→ **PROBLEM TO SOLVE**: Please write out the BSE trade press release from "WASHINGTON, D.C., Feb." to "throughout North America.".

→ **SOURCE TEXT**:

Thursday, February 26, 2004

NOTE TO MEDIA: AMI will host a BSE media availability Friday (Feb.) 27 at 11 a.m. Eastern Time with AMI President J. Patrick Boyle and AMI Foundation President James Hodges to respond to questions regarding BSE. To access the call, dial 1-888-456-0013 and ask for the "AMI call.”

For Immediate Release:

WASHINGTON, D.C., Feb. 26, 2004 -- In a letter sent today to Agriculture Secretary Ann Veneman, the American Meat Institute (AMI) urged the Agriculture Department to move quickly to reestablish trade in cattle, beef and beef products produced in BSE minimal risk countries such as Canada and to lead an effort to fully harmonize the rules governing such trade throughout North America.

AMI, whose membership represents about 90 percent of all U.S. beef packing and processing, urged USDA to "take a leadership role" and utilize its statutory authority to enact "a full restoration of trade" in cattle, beef and beef products among all three North American countries, according to accepted, scientifically sound guidelines set by the Office of International Epizootics (OIE) for countries at minimal risk of BSE.

"The U. S. Department of Agriculture has the authority to make this happen now," said AMI President and CEO J. Patrick Boyle. "We call upon USDA to take the critical first step that can set a global process in motion: lead the international community in rational BSE policies by bringing American policies into conformance with those set by OIE.”

In the letter, Boyle said that AMI agreed with recommendations from an international scientific review team that evaluated the department's BSE investigation and control measures. The review team’s report recommended that the United States lead the international community in establishing rational BSE policies by bringing U.S. trade policies into conformance with those set by OIE. Under OIE guidelines, AMI noted that cattle and beef trade is permitted under certain conditions even among nations that have diagnosed BSE cases. AMI said that existing limitations on Canadian imports were "without a foundation in science."

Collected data
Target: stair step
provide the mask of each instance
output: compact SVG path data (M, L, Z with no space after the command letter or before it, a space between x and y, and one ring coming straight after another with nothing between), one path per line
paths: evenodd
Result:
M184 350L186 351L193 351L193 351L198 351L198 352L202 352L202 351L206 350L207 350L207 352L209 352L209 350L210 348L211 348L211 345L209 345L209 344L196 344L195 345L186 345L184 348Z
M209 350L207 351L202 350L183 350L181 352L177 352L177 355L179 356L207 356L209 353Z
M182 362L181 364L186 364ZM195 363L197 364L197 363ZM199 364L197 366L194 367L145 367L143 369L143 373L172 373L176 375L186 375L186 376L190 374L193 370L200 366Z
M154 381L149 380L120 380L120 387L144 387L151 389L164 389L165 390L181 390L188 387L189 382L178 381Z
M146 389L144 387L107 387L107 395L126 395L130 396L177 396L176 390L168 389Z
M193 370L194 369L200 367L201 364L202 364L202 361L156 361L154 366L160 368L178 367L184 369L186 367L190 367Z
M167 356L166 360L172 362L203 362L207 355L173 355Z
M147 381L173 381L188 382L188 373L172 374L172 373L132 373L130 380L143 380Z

→ **RESPONSE TO THIS TASK**:
WASHINGTON, D.C., Feb. 26, 2004 -- In a letter sent today to Agriculture Secretary Ann Veneman, the American Meat Institute (AMI) urged the Agriculture Department to move quickly to reestablish trade in cattle, beef and beef products produced in BSE minimal risk countries such as Canada and to lead an effort to fully harmonize the rules governing such trade throughout North America.